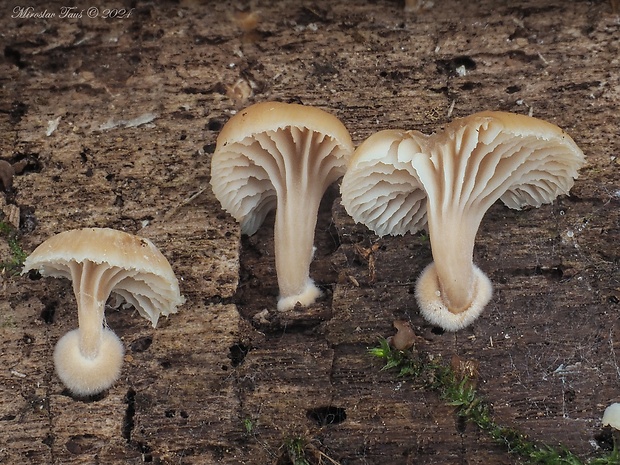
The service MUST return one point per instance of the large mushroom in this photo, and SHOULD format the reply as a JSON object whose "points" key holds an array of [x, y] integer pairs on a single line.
{"points": [[101, 261], [282, 156], [399, 180]]}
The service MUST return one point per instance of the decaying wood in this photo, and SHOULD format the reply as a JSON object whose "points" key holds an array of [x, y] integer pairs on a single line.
{"points": [[116, 119]]}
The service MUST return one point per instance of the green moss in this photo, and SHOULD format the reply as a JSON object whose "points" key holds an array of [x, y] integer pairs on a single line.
{"points": [[458, 391]]}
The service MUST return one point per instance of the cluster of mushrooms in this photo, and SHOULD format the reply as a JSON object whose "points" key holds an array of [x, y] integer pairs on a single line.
{"points": [[283, 156]]}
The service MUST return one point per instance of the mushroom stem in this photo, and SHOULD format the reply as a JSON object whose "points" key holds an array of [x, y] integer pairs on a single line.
{"points": [[91, 298], [452, 237], [294, 234]]}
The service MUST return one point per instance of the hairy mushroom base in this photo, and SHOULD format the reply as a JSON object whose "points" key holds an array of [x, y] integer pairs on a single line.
{"points": [[281, 156], [101, 261], [449, 180]]}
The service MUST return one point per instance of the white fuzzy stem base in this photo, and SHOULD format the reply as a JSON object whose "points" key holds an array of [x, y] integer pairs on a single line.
{"points": [[434, 309]]}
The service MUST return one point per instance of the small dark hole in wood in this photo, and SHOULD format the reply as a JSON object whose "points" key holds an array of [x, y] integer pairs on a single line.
{"points": [[437, 330], [237, 354], [327, 415], [49, 312], [142, 344]]}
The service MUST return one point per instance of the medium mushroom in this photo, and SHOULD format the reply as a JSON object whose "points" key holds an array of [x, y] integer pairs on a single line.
{"points": [[101, 261], [281, 156], [399, 180]]}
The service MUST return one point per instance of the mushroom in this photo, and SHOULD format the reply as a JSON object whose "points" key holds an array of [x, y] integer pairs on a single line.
{"points": [[101, 261], [282, 156], [398, 181]]}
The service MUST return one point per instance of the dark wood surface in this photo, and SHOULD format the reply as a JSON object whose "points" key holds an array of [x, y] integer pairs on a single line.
{"points": [[139, 102]]}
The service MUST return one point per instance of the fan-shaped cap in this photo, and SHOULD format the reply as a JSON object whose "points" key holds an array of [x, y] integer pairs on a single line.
{"points": [[398, 181], [264, 147], [381, 188], [477, 159], [611, 416], [137, 270], [285, 155]]}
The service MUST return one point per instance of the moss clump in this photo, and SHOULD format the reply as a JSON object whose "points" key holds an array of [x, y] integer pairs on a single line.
{"points": [[459, 391]]}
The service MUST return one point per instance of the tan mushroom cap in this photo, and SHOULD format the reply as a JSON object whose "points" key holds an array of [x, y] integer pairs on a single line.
{"points": [[281, 156], [271, 116], [270, 147], [400, 181], [147, 280], [100, 261]]}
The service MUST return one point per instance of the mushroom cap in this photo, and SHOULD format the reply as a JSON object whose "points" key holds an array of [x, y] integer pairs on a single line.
{"points": [[521, 160], [474, 161], [140, 272], [263, 147], [380, 188], [85, 376], [611, 417]]}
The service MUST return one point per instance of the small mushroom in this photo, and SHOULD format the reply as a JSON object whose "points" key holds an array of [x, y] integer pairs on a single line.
{"points": [[399, 180], [281, 156], [101, 261]]}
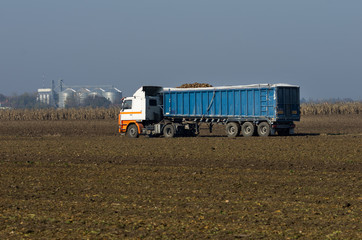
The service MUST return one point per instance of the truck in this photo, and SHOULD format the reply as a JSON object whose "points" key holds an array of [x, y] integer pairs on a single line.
{"points": [[247, 110]]}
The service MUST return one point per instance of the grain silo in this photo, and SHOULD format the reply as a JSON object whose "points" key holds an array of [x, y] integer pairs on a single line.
{"points": [[69, 92], [82, 94], [113, 95]]}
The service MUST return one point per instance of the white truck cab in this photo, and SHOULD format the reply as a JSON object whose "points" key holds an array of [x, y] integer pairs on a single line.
{"points": [[144, 107]]}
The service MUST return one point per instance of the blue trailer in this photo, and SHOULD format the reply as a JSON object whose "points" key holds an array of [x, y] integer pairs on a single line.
{"points": [[259, 109]]}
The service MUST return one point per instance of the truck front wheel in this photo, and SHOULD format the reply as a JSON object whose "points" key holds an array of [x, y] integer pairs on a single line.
{"points": [[132, 131], [232, 129], [247, 129], [169, 131], [263, 129]]}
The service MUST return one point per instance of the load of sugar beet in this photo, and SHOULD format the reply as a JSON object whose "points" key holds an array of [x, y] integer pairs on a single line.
{"points": [[195, 85]]}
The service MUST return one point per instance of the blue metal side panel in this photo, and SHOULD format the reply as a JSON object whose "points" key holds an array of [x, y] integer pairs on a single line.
{"points": [[179, 102], [205, 103], [237, 103], [244, 102], [217, 103], [198, 103], [257, 105], [223, 103], [186, 101], [271, 106], [255, 102], [192, 104], [230, 103]]}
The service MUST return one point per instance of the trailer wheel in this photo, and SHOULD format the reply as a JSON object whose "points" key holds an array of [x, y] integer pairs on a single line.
{"points": [[232, 129], [169, 131], [263, 129], [283, 132], [132, 131], [247, 129]]}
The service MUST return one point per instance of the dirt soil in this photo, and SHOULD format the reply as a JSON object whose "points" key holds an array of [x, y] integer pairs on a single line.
{"points": [[82, 180]]}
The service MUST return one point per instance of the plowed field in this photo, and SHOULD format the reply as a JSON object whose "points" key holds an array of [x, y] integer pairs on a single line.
{"points": [[81, 179]]}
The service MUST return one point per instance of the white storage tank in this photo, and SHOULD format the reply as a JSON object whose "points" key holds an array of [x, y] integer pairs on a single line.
{"points": [[69, 92], [113, 95], [82, 94]]}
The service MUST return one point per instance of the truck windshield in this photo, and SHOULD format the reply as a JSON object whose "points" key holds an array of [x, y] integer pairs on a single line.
{"points": [[127, 104]]}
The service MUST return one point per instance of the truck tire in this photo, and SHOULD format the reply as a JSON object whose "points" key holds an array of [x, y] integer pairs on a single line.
{"points": [[132, 131], [263, 129], [247, 129], [232, 129], [283, 132], [169, 131]]}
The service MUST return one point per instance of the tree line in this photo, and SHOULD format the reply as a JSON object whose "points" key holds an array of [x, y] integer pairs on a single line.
{"points": [[30, 101]]}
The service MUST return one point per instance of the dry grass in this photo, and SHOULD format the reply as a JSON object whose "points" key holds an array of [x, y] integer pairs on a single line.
{"points": [[112, 113], [331, 108], [60, 114]]}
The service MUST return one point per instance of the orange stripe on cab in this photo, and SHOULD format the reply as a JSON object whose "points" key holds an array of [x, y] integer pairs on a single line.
{"points": [[130, 113]]}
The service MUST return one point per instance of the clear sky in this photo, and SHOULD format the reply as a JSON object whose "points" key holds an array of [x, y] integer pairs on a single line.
{"points": [[316, 44]]}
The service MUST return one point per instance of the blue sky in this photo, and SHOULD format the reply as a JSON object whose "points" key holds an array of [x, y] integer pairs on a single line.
{"points": [[312, 43]]}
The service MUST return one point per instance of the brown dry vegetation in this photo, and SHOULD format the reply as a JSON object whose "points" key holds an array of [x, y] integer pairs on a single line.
{"points": [[81, 179], [112, 113]]}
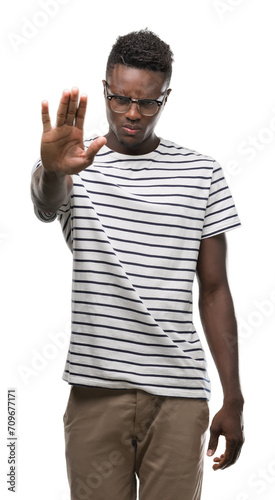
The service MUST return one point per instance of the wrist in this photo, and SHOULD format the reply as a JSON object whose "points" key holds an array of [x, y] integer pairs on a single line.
{"points": [[234, 399]]}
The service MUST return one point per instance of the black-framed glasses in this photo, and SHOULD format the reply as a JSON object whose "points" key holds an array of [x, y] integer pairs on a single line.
{"points": [[122, 104]]}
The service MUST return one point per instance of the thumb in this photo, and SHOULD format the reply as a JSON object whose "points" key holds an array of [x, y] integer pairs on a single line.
{"points": [[213, 442], [94, 148]]}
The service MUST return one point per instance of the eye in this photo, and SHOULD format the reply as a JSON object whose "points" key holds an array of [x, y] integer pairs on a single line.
{"points": [[121, 100], [148, 103]]}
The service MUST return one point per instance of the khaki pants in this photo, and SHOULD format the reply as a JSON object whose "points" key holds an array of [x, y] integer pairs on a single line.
{"points": [[112, 436]]}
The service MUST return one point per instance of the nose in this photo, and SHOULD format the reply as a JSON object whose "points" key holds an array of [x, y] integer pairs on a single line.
{"points": [[133, 113]]}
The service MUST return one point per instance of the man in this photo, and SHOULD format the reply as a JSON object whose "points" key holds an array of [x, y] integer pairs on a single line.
{"points": [[141, 216]]}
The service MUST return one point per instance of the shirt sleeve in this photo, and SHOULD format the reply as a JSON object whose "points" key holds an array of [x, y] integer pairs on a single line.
{"points": [[221, 214]]}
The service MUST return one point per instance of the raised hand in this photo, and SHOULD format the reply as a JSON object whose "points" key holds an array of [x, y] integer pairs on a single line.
{"points": [[62, 148]]}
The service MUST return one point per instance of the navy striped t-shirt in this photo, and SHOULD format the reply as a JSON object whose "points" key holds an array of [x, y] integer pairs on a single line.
{"points": [[134, 225]]}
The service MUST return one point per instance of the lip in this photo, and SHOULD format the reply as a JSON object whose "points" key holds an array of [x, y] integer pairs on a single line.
{"points": [[131, 130]]}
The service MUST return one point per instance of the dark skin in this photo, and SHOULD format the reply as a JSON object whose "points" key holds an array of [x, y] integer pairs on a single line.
{"points": [[63, 154], [219, 323]]}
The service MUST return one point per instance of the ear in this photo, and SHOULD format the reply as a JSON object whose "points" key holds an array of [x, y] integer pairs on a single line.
{"points": [[167, 94]]}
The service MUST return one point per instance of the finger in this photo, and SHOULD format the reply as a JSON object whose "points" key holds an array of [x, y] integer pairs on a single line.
{"points": [[46, 117], [72, 108], [213, 442], [81, 112], [229, 457], [63, 108]]}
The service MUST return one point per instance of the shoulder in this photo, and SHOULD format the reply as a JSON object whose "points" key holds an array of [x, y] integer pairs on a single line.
{"points": [[173, 149]]}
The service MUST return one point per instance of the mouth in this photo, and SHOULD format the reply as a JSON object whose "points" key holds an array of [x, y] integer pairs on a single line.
{"points": [[130, 130]]}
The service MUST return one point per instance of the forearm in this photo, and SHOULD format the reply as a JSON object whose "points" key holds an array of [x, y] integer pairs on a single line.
{"points": [[220, 327], [49, 190]]}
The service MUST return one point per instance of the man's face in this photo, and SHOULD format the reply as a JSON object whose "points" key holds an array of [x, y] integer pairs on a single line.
{"points": [[130, 132]]}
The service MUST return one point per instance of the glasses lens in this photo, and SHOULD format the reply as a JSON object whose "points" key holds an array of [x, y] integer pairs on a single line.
{"points": [[148, 107], [120, 104]]}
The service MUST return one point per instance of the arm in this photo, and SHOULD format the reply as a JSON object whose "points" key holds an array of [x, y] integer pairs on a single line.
{"points": [[62, 152], [219, 323]]}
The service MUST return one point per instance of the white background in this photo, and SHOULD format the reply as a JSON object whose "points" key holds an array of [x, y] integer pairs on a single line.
{"points": [[223, 105]]}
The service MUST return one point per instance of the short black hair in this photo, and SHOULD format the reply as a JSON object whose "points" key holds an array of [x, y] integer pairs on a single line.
{"points": [[141, 49]]}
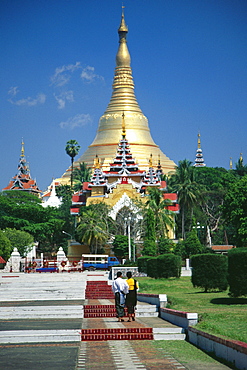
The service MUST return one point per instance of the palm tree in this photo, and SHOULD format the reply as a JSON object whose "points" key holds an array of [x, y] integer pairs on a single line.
{"points": [[163, 218], [184, 184], [72, 149], [94, 226], [81, 174]]}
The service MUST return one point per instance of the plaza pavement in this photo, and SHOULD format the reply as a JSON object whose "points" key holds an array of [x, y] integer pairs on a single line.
{"points": [[41, 321]]}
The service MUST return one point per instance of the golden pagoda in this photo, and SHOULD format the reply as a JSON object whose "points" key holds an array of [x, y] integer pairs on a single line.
{"points": [[136, 124]]}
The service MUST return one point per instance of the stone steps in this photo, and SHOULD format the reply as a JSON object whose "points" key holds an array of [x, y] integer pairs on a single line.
{"points": [[94, 311], [169, 334], [39, 336], [41, 312]]}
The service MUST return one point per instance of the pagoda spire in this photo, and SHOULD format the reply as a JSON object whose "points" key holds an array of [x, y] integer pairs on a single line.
{"points": [[199, 161], [22, 180], [110, 128]]}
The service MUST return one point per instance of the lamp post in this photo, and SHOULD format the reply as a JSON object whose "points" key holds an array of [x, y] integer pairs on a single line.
{"points": [[198, 227], [64, 232], [128, 220]]}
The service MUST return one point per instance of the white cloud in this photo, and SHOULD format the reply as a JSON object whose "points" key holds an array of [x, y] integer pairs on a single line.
{"points": [[89, 75], [30, 102], [79, 120], [64, 97], [62, 74]]}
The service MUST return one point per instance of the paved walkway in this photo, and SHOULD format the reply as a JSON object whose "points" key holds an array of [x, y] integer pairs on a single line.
{"points": [[59, 290]]}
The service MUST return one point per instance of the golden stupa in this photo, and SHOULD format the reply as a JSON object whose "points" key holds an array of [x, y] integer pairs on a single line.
{"points": [[123, 100]]}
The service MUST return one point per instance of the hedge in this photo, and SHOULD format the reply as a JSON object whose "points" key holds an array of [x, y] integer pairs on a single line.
{"points": [[142, 263], [169, 265], [237, 271], [209, 271], [152, 270]]}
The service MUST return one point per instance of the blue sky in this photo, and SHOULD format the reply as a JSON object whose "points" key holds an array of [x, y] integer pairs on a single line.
{"points": [[189, 63]]}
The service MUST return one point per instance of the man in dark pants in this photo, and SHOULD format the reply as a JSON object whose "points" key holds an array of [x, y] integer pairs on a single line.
{"points": [[120, 288]]}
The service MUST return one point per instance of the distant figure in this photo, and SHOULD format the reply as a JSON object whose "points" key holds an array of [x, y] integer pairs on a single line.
{"points": [[131, 297], [120, 288]]}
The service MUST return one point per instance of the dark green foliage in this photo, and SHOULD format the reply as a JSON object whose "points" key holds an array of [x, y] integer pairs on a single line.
{"points": [[149, 232], [169, 265], [149, 248], [237, 271], [209, 271], [152, 269], [235, 210], [142, 263], [121, 245], [23, 211], [165, 246], [5, 246], [192, 243], [179, 249]]}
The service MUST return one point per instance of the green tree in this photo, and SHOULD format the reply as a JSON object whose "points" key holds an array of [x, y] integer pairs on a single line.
{"points": [[189, 192], [121, 245], [5, 246], [24, 212], [241, 169], [235, 210], [163, 218], [149, 248], [72, 149], [215, 182], [165, 246], [94, 226], [21, 240], [209, 271], [192, 243], [149, 221], [81, 174]]}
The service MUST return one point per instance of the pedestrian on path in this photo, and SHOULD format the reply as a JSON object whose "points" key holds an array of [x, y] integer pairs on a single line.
{"points": [[120, 288], [131, 297]]}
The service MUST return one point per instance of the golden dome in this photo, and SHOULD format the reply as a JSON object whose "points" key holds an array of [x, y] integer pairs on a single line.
{"points": [[109, 130]]}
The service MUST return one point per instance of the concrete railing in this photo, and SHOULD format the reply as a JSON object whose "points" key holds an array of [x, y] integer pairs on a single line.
{"points": [[230, 350], [160, 300], [180, 318]]}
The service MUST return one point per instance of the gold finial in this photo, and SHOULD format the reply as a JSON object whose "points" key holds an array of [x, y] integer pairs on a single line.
{"points": [[158, 160], [96, 162], [22, 149], [199, 141], [123, 27], [123, 126]]}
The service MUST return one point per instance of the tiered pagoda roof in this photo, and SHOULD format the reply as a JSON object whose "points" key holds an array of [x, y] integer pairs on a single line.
{"points": [[22, 180]]}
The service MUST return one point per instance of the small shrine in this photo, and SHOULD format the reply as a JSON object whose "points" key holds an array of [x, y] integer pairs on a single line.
{"points": [[23, 180], [123, 183]]}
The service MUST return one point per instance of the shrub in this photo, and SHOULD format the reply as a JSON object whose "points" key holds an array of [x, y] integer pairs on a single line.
{"points": [[165, 246], [152, 267], [209, 271], [142, 264], [149, 248], [5, 246], [192, 244], [237, 271], [169, 265]]}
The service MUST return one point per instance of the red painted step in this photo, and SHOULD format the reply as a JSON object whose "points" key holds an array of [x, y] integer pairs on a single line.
{"points": [[98, 290], [117, 334], [92, 311]]}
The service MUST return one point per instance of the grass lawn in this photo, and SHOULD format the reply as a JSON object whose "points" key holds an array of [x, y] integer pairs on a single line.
{"points": [[218, 313]]}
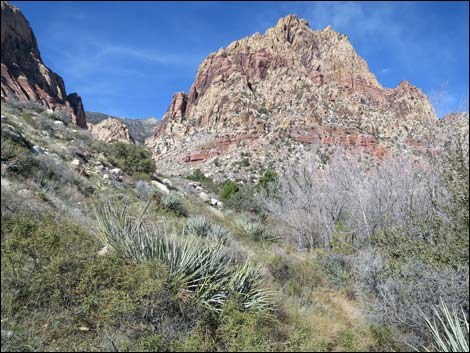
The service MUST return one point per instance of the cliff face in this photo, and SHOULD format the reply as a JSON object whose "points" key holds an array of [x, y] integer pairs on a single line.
{"points": [[23, 74], [291, 81]]}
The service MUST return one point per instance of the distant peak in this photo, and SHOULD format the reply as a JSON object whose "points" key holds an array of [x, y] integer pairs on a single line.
{"points": [[291, 21]]}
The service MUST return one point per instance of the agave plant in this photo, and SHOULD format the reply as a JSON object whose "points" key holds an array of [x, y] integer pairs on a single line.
{"points": [[450, 331], [208, 271], [245, 283]]}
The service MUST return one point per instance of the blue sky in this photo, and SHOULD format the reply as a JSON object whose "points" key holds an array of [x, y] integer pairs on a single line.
{"points": [[127, 58]]}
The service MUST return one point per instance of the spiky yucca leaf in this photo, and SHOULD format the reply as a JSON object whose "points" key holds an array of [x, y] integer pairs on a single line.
{"points": [[208, 270], [245, 283], [451, 332]]}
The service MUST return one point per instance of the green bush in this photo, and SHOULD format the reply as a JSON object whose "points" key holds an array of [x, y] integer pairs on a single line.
{"points": [[268, 178], [131, 158], [201, 226], [229, 188], [58, 293], [207, 270], [257, 231], [208, 183], [173, 202]]}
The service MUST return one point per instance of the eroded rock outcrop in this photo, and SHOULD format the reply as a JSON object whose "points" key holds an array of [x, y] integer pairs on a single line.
{"points": [[278, 85], [23, 74]]}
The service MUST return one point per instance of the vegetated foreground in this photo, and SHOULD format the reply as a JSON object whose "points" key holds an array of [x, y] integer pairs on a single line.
{"points": [[297, 206], [102, 252]]}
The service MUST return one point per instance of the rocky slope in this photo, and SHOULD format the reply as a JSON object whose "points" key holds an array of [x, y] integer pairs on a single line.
{"points": [[266, 96], [111, 130], [139, 129], [24, 76]]}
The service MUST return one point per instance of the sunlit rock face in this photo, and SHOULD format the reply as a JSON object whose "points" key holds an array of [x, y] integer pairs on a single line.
{"points": [[23, 74], [288, 86]]}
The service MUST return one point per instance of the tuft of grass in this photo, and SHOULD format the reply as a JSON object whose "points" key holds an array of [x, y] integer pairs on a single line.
{"points": [[257, 231], [173, 202], [202, 226], [450, 331]]}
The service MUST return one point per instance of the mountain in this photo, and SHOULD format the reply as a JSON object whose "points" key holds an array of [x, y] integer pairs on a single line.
{"points": [[266, 96], [139, 129], [111, 130], [24, 76]]}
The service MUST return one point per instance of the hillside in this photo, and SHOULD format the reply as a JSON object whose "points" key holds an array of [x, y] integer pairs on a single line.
{"points": [[288, 202]]}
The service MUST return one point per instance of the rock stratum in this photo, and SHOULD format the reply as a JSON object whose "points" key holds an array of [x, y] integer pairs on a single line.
{"points": [[264, 97], [24, 76]]}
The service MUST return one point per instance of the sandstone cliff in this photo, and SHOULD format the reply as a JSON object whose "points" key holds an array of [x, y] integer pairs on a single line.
{"points": [[23, 74], [290, 85]]}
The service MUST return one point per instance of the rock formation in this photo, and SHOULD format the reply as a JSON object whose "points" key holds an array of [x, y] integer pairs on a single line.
{"points": [[291, 86], [23, 74], [111, 130]]}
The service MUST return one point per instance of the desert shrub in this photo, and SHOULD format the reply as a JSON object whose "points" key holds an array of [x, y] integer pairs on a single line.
{"points": [[172, 202], [268, 179], [228, 189], [339, 269], [398, 296], [256, 231], [53, 282], [198, 176], [202, 226], [296, 278], [131, 158], [245, 200], [312, 201], [450, 330], [144, 190], [13, 145], [207, 269]]}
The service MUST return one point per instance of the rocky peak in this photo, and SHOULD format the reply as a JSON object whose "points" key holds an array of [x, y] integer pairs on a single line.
{"points": [[290, 81], [23, 74]]}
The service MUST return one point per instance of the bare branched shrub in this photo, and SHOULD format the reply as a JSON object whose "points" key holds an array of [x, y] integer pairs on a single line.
{"points": [[399, 195], [400, 297]]}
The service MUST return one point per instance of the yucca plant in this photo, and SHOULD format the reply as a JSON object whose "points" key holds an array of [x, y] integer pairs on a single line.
{"points": [[257, 231], [207, 270], [450, 331], [173, 202], [245, 283]]}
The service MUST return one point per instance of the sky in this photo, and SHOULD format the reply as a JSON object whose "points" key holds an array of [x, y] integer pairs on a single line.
{"points": [[127, 58]]}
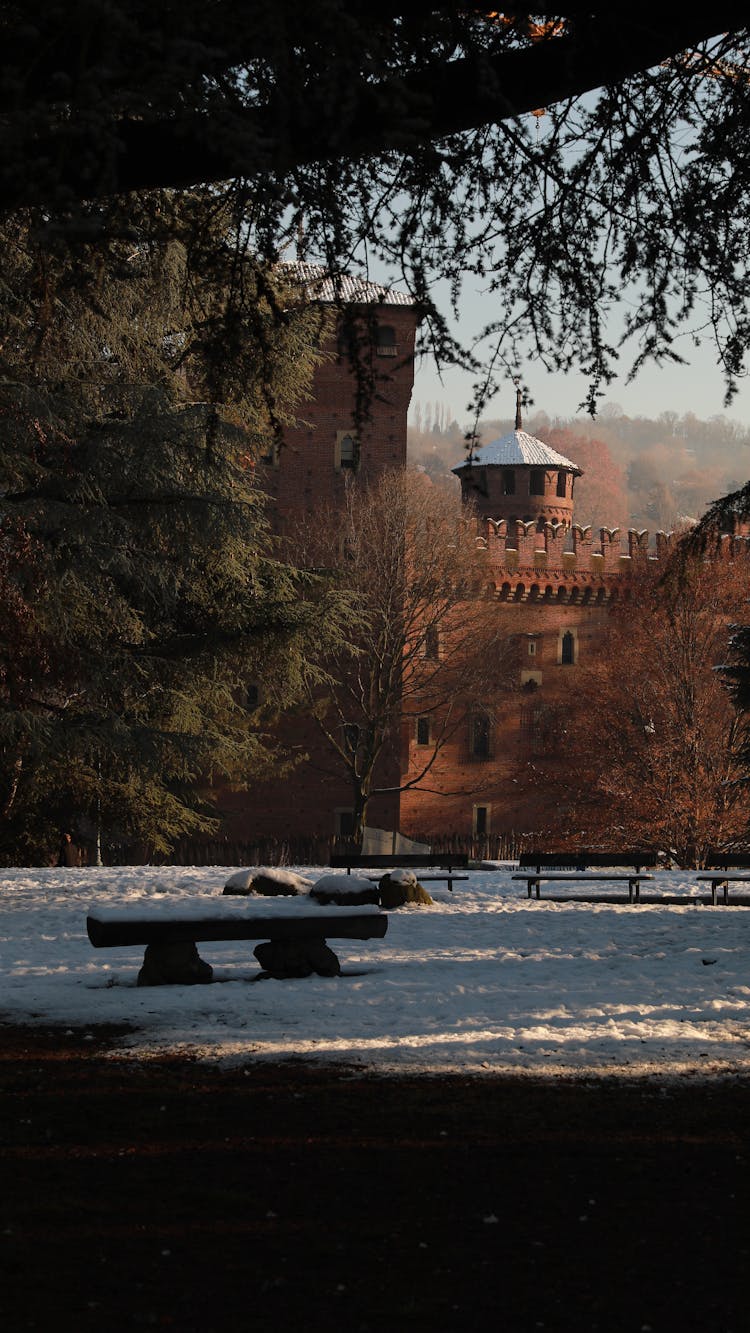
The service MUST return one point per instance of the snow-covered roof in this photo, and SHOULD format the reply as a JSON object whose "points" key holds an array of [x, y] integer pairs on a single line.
{"points": [[323, 285], [521, 449]]}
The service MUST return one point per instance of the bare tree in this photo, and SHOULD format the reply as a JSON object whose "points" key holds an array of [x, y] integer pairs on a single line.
{"points": [[656, 747], [406, 135], [425, 648]]}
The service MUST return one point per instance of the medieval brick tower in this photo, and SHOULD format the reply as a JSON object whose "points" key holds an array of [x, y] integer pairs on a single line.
{"points": [[307, 475], [553, 588]]}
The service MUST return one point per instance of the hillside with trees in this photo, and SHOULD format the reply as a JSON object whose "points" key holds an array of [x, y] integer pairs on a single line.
• • • •
▶ REQUIREMENTS
Every line from the one containing "The service MUST return one point per instance of the sky" through the end of the data above should be copied exactly; nothing else is copied, and pictures are omitted.

▶ RESULT OF THE TASK
The service MUST return one point per instance of the sky in this photo, and SHOULD format the reply as a JSON object whose "points" key holds an array of [x, y] integer pairs on a single line.
{"points": [[127, 58]]}
The service MUST return one point per instance of the snow-covered roof in this photo, and SHOULD format the reply as a JSON object whose "points" key holds an array of [x, y] integer pairs on a single line.
{"points": [[323, 285], [521, 449]]}
The service MUST return one point per instance of the bare tree in this photo, and SHOULD format the reply as a JSON object whose "points" key holds an array of [x, y] integer pairs on a single line.
{"points": [[656, 747], [406, 135], [425, 648]]}
The service MUST return one point per instance of the medieval brick tower in this photo, and SHOULD format the reply as a JSON object whose "points" key holds an array of [x, y] integer pairs on a single line.
{"points": [[307, 475], [553, 588]]}
The service MUST return one point per instance of the hillside with trees in this photo, and SHOULD format the reply as a JSON object whose "points" key holds an array of [x, y] integer pairs on a single line.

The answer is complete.